» Teks Halaman:
= = = =

Lihat ke Halaman Asli

Pemandangan alam Bromo mirip dengan objek wisata di Dieng

Diperbarui: 17 Juni 2015   09:57

Kompasiana adalah platform blog. Konten ini menjadi tanggung jawab bloger dan tidak mewakili pandangan redaksi Kompas.

1425875326586201782

Pagi yang cerah di Hari Rabu, di kalender tercetak angka 18 di Bulan Februari tahun 2015. Setalah sehari menginap di homestay yang ada di Wonosobo, mengambil moment long weekend pada libur imlek kami sudah merencanakan perjalanan ini bisa dibilang cukup singkat, berawal dari ide iseng sebulan yang lalu.

Bersama keluarga memutuskan untuk melakukan perjalanan ke Bromo. Kenapa kami memilih Bromo? Karena kami ingin membuktikan bahwa objek wisata di Bromo mirip dengan objek wisata di Dieng. Kami penasaran makanya ingin berangkat kesana. Pagi itu packing barang sudah selesai sekitar pukul 09.30.  Persiapan untuk bekal makanan dan obat-obatan selesai sekitar sepuluh menit sebelum jarum jam menunjuk angka 10, setelah semua dirasa sudah siap, pukul 10.00 tepat kami berangkat.

Suasana perjalanan agak sedikit berbeda karena baru kali inilah keluarga kami bisa lengkap bepergian untuk berlibur bersama. Biasanya personil tidak pernah lengkap, kadang Ibu yang tidak bisa karena pekerjaan di sekolah tidak bisa ditinggal, kadang aku yang tidak bisa karena sedang ada dinas ke luar daerah. Perjalanan kali ini memang sudah menjadi komitmen kami bersama untuk benar-benar rehat sejenak dari aktivitas kerja dan refresh sebenar-benarnya bersama keluarga dengan formasi lengkap. Sepanjang perjalanan suasana ceria tak terelakkan, diiringi alunan musik kami bernyanyi bersama.

Beban pikiran, pekerjaan, utang serasa menguap begitu saja, tak ada sedikitpun yang mengendap di otak kami. Benar-benar perasaan yang bahagia terasa di dalam mobil sepanjang perjalanan liburan kali ini. Jam menunjukkan pukul 13.00, waktunya makan siaang, yaps kami berhenti di Rumah Makan Bintangan di daerah Bawen Semarang.

= = = =

» Petunjuk Latihan:
a – Ringkas paragraf dalam tulisan perjalanan ke Bromo yang diawali "Suasana perjalanan agak sedikit berbeda" menjadi daftar poin singkat. Pertahankan fakta-fakta utamanya.
b – Salin dengan persis bagian tulisan perjalanan ke Bromo yang dimulai dari kata-kata "Pagi yang cerah" dan diakhiri dengan "sebulan yang lalu.".

» Bahan:
= = = =

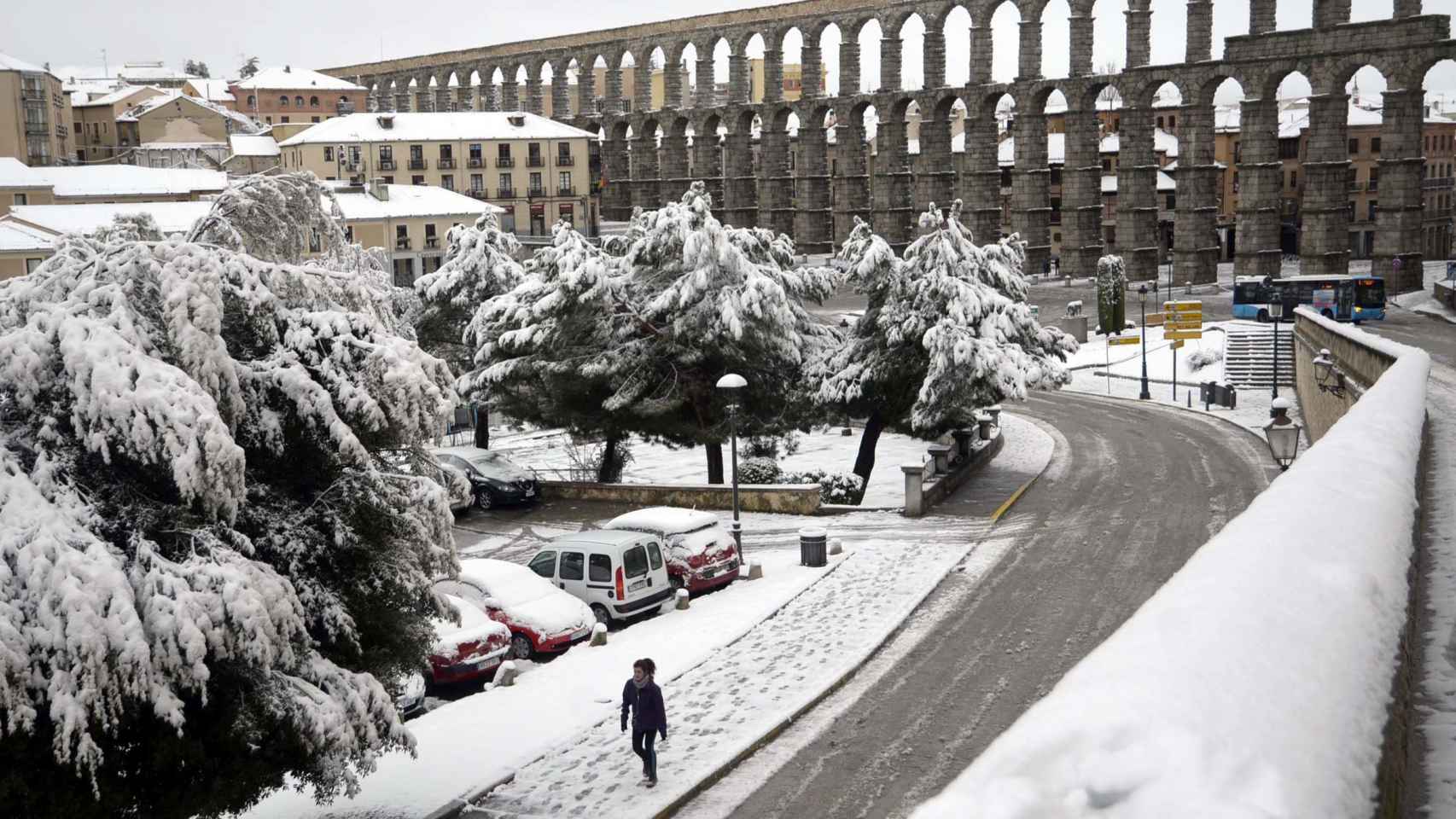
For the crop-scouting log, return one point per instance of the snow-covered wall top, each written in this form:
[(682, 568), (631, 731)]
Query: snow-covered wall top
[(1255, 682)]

= = = =

» Jawaban Tertulis:
a –
- Perjalanan kali ini terasa berbeda karena baru sekarang seluruh keluarga bisa berlibur bersama dengan lengkap.
- Biasanya selalu ada yang tidak ikut: kadang Ibu karena pekerjaan di sekolah, kadang penulis karena dinas ke luar daerah.
- Keluarga sudah berkomitmen untuk benar-benar beristirahat dari pekerjaan dan menyegarkan diri bersama dengan formasi lengkap.
- Sepanjang jalan suasananya ceria, dan mereka bernyanyi bersama diiringi musik.

b –
Pagi yang cerah di Hari Rabu, di kalender tercetak angka 18 di Bulan Februari tahun 2015. Setalah sehari menginap di homestay yang ada di Wonosobo, mengambil moment long weekend pada libur imlek kami sudah merencanakan perjalanan ini bisa dibilang cukup singkat, berawal dari ide iseng sebulan yang lalu.